__ЗАДАНИЯ__:
• a. Где находился Карамзин, когда высказался об успехе «немецкого Гомера», по словам фрагмента о переводах Гомера?
• b. Допишите фрагмент о переводах Гомера, начав сразу после его последнего предложения.

__ИСХОДНЫЙ ТЕКСТ__:
“Илиаде” блестяще осуществиться на немецком. Значит, на “варварском” и “грубом” русском Гомер тоже возможен. Об успехе “немецкого Гомера” точно сказал, будучи в Веймаре, ещё Карамзин – в том смысле, что немцы, “присвоившие себе дух древних Греков, умели и язык свой сблизить с греческим”, и что немецким переводам из Гомера свойственна “та же неискусственная благородная простота в языке, которая была душою древних времен, когда Царевны ходили по воду, а Цари знали счет своим баранам”.
Чего-то подобного добивался от “русского Гомера” и Гнедич.

__ДАННЫЕ__:
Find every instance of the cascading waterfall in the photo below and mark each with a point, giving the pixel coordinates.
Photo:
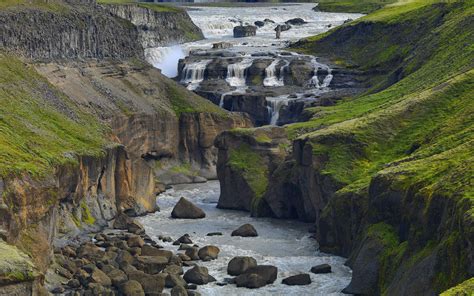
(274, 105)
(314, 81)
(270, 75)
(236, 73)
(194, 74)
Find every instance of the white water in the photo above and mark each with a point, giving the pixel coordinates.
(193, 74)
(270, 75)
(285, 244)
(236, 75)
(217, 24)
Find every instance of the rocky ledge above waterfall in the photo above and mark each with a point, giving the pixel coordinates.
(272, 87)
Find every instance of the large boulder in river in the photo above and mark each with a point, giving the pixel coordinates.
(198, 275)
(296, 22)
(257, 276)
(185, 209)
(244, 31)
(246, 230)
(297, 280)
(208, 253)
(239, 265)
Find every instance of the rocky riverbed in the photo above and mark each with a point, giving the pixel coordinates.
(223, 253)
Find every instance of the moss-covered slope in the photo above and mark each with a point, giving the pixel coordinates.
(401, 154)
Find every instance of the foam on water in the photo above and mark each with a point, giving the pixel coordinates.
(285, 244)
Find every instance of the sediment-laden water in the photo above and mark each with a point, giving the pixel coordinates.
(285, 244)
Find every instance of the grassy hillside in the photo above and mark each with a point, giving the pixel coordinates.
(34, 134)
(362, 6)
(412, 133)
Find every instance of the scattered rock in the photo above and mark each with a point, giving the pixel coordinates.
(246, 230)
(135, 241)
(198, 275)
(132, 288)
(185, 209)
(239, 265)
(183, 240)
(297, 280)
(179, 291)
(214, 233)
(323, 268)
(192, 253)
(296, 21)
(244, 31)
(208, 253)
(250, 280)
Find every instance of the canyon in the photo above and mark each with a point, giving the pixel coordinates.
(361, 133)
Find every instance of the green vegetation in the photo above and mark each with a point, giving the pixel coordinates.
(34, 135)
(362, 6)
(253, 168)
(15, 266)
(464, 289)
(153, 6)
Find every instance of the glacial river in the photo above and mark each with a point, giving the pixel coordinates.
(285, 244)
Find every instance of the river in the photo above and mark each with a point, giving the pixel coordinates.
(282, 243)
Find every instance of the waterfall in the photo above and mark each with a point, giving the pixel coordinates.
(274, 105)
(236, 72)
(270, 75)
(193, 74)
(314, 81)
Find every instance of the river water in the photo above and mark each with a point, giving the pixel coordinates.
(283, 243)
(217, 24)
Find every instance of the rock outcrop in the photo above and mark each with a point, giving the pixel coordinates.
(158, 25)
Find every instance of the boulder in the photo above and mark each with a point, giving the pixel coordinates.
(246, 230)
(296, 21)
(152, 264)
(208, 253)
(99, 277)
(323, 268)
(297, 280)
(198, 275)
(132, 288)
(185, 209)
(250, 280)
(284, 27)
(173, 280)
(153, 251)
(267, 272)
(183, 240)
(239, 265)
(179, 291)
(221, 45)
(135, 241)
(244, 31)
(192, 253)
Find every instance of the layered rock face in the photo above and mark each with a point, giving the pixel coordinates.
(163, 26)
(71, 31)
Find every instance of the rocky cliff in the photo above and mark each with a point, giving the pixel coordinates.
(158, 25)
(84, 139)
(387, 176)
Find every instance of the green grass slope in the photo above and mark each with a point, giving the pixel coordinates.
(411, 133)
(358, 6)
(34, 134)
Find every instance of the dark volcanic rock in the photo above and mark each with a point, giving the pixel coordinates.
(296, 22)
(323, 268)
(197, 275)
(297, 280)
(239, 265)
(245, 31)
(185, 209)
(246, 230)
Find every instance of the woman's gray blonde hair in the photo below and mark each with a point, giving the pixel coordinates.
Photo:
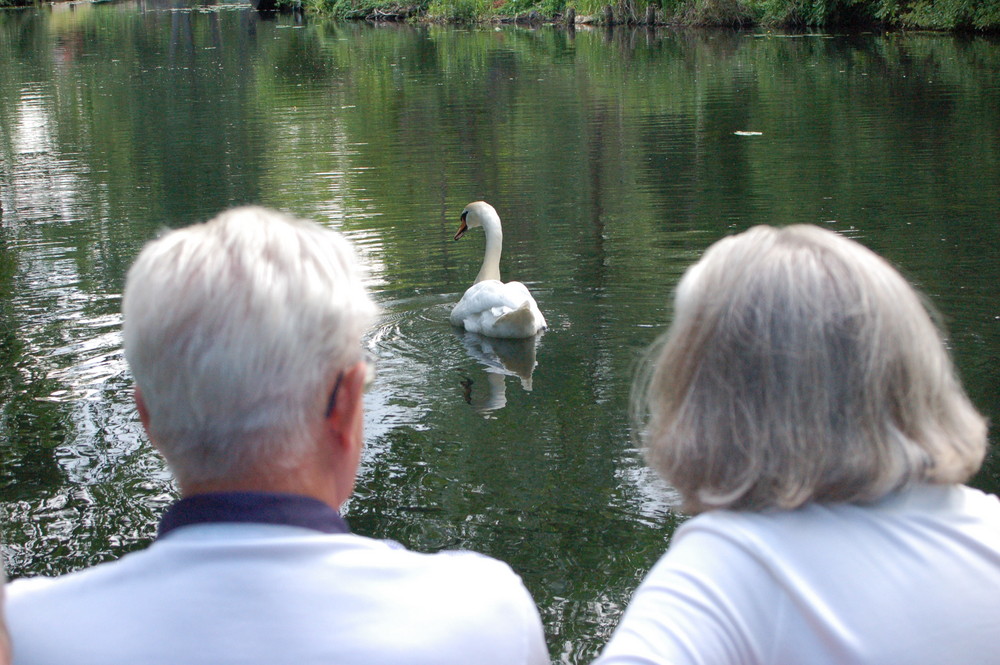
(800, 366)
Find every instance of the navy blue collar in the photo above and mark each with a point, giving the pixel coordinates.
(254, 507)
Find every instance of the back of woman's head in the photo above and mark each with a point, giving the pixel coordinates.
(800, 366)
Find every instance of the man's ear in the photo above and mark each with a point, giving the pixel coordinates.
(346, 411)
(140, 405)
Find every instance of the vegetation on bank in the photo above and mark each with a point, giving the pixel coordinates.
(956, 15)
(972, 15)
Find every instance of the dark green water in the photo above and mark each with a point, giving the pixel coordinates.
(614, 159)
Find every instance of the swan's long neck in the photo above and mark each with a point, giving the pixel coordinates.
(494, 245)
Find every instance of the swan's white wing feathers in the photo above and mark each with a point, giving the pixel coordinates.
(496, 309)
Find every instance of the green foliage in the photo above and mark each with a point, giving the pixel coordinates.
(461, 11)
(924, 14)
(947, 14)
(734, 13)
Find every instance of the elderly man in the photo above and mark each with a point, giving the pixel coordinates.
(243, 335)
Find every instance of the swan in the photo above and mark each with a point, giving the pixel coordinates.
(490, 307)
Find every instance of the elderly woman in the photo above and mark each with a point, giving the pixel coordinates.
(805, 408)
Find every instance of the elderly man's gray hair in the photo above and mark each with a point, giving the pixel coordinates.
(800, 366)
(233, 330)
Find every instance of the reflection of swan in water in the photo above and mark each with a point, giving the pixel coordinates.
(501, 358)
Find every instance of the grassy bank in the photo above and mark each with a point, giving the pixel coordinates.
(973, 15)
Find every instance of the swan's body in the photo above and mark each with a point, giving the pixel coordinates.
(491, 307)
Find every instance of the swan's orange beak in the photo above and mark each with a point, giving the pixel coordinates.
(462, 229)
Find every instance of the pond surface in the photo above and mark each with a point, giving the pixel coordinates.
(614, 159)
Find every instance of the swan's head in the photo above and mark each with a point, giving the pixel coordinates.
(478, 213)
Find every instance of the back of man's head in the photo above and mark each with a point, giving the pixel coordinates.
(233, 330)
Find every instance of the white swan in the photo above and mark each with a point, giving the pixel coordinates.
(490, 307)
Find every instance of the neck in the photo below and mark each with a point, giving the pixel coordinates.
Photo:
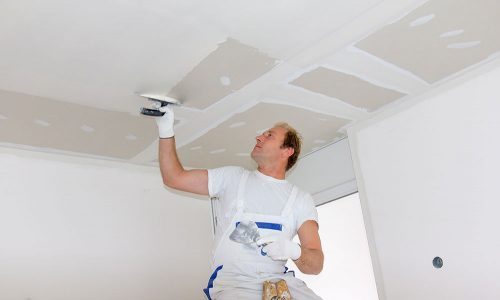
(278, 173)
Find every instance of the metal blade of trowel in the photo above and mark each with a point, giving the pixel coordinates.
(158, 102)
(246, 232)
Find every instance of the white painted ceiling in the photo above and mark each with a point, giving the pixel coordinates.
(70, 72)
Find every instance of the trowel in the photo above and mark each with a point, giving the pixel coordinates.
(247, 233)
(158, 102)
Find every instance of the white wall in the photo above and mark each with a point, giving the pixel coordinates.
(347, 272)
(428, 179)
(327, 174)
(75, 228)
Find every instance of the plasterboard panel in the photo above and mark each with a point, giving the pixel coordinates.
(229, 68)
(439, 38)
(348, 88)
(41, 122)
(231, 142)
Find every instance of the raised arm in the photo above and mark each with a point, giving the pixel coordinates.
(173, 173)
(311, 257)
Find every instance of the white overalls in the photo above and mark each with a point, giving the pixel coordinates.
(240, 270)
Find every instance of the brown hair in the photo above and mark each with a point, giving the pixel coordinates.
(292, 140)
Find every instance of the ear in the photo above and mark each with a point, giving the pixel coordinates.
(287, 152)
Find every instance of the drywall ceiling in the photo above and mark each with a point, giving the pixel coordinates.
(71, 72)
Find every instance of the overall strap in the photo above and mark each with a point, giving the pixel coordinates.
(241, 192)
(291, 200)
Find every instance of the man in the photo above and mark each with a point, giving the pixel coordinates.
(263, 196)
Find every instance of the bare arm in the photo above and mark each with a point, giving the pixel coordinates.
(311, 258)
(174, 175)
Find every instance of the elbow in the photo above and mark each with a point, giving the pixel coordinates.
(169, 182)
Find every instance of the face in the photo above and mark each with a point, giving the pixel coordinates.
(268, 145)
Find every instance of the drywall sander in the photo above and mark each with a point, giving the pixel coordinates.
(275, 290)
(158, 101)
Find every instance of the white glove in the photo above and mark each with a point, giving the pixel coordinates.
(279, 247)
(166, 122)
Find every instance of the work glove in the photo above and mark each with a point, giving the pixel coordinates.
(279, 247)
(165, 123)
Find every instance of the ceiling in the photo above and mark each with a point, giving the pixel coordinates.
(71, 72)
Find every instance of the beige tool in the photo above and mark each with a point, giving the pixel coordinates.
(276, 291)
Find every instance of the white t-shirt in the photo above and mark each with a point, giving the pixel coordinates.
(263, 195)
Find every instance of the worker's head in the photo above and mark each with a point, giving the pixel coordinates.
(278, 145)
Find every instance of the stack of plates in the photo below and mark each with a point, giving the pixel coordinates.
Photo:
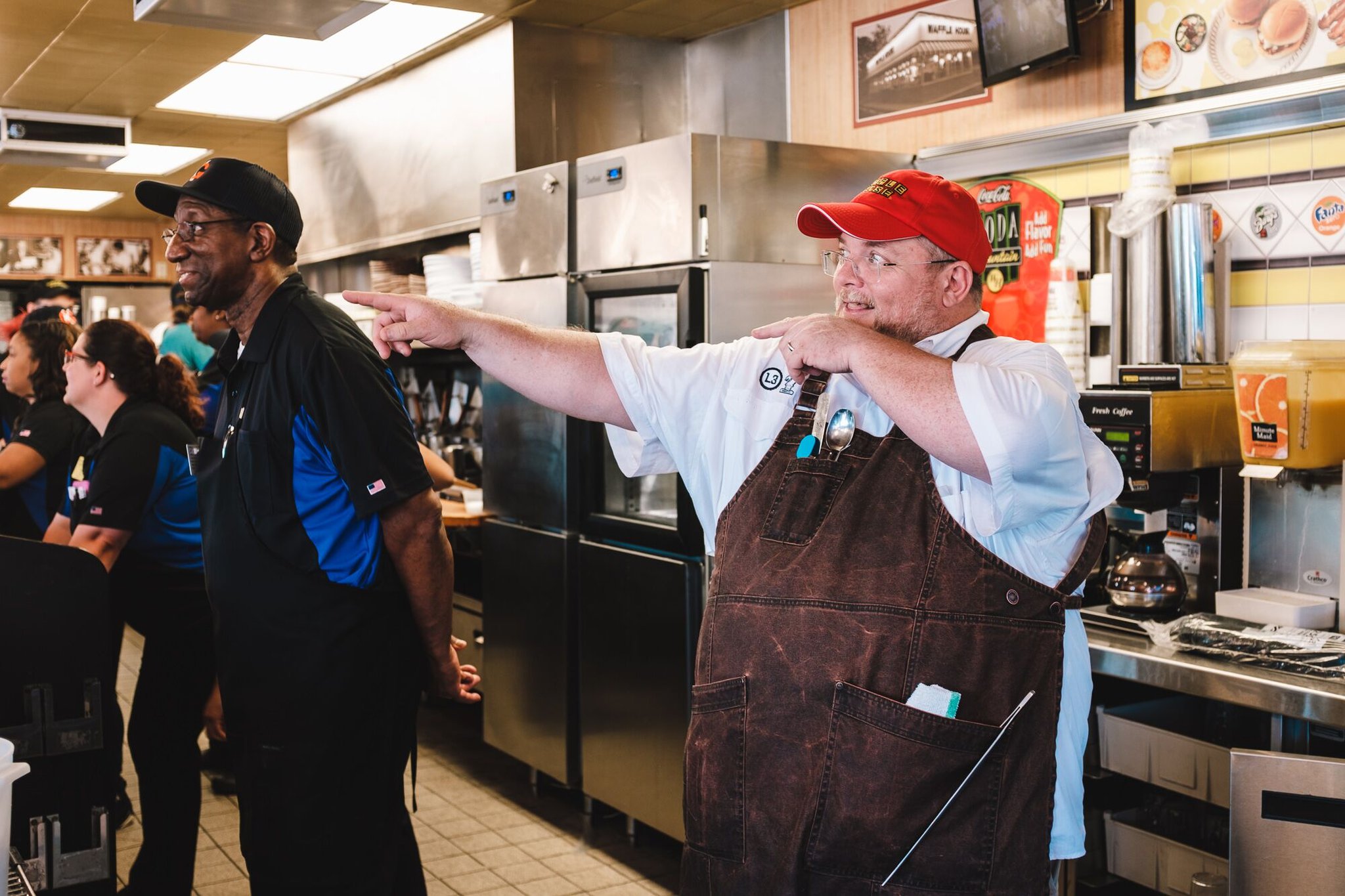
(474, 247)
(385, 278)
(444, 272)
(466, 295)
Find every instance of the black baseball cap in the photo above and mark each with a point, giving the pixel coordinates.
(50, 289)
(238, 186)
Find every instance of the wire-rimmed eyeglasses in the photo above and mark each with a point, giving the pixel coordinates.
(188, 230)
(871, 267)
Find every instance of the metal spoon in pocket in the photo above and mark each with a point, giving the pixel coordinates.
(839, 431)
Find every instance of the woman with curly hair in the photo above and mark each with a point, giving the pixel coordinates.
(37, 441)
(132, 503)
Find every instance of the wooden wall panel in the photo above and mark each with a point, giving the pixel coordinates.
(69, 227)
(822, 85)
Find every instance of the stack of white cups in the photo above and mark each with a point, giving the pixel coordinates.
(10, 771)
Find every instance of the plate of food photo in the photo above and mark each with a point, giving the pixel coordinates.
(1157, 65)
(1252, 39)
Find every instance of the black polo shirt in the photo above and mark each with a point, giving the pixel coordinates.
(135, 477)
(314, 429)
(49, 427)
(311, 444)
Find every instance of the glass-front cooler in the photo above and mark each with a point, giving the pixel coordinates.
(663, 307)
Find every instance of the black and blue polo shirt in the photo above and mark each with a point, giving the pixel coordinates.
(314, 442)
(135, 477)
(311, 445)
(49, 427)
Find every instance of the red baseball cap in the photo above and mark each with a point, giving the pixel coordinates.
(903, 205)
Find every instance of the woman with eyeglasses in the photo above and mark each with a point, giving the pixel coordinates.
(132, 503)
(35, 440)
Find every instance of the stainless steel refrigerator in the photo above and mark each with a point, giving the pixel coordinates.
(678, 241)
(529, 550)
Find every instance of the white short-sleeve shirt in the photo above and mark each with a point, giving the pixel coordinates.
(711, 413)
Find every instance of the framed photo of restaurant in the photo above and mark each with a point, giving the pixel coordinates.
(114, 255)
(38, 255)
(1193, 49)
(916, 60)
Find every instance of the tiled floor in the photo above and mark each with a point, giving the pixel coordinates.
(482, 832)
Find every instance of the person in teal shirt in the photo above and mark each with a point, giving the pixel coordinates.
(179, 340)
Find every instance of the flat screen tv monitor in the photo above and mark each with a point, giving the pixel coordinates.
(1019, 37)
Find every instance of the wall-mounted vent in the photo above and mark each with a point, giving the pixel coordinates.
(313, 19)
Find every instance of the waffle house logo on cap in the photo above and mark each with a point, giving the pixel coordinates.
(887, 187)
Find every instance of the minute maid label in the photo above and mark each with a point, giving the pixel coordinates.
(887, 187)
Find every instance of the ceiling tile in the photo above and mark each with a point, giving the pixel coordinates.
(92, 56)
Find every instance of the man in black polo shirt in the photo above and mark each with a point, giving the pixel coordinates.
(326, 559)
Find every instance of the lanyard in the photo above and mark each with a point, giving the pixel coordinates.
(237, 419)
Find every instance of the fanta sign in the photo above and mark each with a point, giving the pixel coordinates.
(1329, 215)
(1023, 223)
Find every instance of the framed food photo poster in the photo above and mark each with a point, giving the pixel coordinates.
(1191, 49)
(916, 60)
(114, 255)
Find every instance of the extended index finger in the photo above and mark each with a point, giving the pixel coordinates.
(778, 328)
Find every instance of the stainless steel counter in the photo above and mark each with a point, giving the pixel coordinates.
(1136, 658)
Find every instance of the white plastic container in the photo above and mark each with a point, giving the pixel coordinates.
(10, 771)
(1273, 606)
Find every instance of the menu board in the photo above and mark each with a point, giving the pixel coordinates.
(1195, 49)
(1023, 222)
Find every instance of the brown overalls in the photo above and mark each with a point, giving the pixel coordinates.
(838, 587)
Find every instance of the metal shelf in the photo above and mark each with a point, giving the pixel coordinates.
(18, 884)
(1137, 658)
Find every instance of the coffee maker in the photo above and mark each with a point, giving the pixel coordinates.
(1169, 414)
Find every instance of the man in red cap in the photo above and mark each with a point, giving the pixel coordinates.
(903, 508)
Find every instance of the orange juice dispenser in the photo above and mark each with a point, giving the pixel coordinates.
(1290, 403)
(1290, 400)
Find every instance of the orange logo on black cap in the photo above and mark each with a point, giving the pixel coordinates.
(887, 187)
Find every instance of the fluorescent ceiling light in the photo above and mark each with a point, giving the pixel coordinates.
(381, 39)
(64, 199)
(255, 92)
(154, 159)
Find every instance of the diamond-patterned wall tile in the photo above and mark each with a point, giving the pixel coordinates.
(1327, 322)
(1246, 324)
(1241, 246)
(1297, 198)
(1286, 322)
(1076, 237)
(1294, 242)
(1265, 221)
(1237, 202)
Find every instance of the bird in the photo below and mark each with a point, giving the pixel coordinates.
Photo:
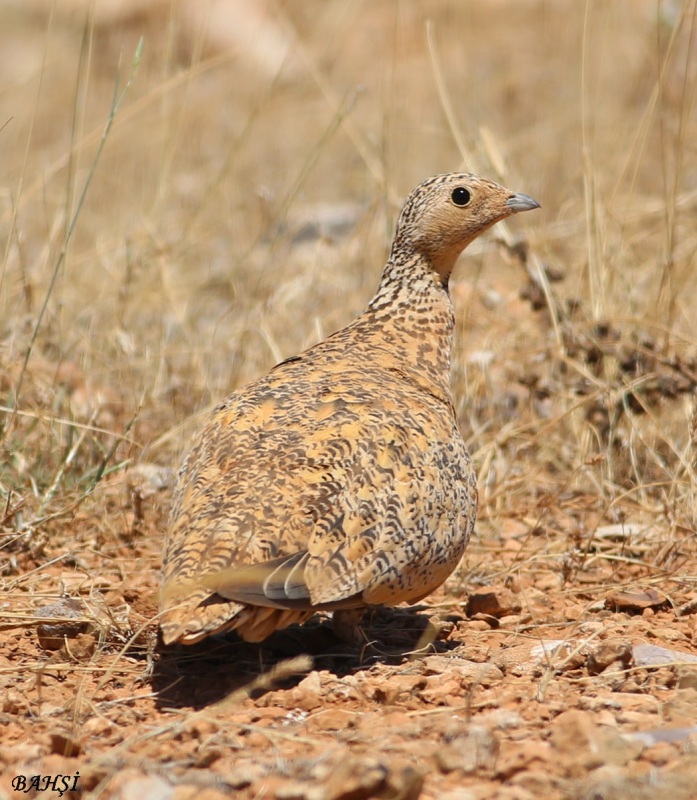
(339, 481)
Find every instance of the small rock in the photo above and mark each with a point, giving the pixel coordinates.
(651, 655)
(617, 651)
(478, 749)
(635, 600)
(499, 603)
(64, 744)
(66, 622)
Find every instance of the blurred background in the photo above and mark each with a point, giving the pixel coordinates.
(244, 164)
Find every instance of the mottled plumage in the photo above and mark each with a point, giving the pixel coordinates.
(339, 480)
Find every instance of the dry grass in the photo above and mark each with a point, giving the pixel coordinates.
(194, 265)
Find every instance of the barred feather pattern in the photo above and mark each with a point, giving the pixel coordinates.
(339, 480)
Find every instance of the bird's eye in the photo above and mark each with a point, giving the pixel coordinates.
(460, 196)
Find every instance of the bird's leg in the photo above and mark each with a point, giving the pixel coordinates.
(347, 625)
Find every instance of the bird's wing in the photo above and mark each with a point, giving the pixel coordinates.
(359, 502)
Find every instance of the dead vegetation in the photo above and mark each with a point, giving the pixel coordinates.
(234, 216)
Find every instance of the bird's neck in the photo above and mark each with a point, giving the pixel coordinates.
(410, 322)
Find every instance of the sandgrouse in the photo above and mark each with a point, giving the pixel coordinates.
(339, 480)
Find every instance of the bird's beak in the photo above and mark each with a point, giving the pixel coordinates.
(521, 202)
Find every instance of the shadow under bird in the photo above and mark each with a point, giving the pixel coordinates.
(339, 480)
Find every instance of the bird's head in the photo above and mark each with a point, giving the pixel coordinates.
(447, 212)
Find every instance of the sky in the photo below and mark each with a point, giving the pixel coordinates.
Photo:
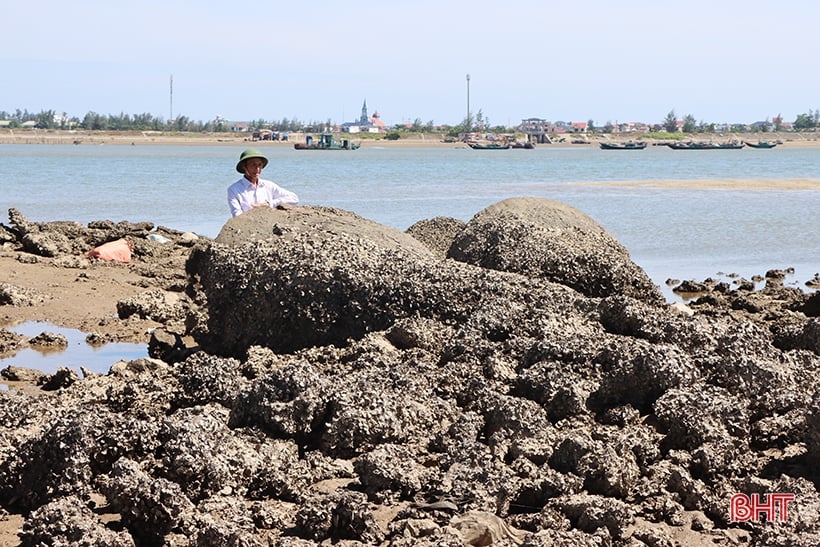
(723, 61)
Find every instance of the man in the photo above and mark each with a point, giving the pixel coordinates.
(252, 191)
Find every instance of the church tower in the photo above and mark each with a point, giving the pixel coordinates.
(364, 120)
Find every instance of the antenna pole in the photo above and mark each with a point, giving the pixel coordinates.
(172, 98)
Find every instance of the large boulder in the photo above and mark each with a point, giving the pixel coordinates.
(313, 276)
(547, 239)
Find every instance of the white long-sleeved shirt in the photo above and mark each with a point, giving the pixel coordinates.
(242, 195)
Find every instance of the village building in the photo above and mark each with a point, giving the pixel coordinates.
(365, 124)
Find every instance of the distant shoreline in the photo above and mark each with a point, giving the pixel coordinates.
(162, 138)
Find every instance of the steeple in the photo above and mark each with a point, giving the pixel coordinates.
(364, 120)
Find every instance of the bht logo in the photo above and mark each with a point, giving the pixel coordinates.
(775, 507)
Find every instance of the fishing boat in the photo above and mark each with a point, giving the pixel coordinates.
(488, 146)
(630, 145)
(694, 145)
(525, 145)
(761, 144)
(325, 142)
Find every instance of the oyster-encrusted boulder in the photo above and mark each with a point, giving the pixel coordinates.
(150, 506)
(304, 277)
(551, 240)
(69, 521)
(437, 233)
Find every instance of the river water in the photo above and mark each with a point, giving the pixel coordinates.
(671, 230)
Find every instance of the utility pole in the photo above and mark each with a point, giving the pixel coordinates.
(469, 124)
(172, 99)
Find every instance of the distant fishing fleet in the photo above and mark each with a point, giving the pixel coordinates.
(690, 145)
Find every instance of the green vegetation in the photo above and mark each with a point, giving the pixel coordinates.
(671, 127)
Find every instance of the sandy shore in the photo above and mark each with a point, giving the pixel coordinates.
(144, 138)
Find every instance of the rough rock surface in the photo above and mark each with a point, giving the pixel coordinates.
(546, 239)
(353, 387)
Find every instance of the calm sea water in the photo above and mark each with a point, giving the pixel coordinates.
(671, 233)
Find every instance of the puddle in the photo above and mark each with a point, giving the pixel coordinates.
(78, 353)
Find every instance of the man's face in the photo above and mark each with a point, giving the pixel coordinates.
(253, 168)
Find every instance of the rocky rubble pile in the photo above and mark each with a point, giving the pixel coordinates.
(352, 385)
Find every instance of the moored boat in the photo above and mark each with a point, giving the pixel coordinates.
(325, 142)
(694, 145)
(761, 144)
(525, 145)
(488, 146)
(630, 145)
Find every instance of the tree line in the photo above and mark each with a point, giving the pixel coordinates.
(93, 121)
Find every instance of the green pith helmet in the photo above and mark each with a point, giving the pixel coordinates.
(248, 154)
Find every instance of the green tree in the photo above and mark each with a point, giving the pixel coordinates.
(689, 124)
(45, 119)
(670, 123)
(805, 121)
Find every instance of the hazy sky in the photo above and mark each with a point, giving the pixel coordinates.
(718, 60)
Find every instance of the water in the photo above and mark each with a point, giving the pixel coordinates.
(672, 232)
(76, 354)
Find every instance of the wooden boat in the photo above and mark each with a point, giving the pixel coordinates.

__ОТВЕТЫ__:
• a. В Веймаре.

• b.
Для многих русских интеллектуалов рубежа веков – например, членов московского Дружеского литературного общества (Андрея Тургенева, Мерзлякова, Жуковского) – немецкая литература была принципиальным художественным и духовным ориентиром. Над переводом “Коварства и любви” Мерзляков и Тургенев работали коллективно, воплощая шиллеровское “единение прекрасных душ” в совместном творческом усилии. “Ода к радости” служила молодым людям гимном. Жуковский состоял в очевидном творческом диалоге с Шиллером-лириком. Андрей Тургенев напрямую соотносит собственную любовную историю с сюжетами немецкого гения и даже называет актрису Сандунову “моя Луиза”. Он переплетает “Коварство и любовь” вперемешку с чистыми листами, чтобы записывать мысли о прочитанном и прожитом по мере чтения[35].
К тому времени, когда Батюшков оказывается в Веймаре, Шиллер почти десять лет в могиле. Его творческое наследие огромно, но притягивает Батюшкова Античность. Немецкие поэты и вообще имели прекрасный опыт освоения и присвоения античных сюжетов, освобождаясь таким образом от французского влияния. Античность способствовала возвращению немецкой литературы в лоно народного духа с его идиллической простотой, которая так очаровала Батюшкова в “Луизе” Фосса.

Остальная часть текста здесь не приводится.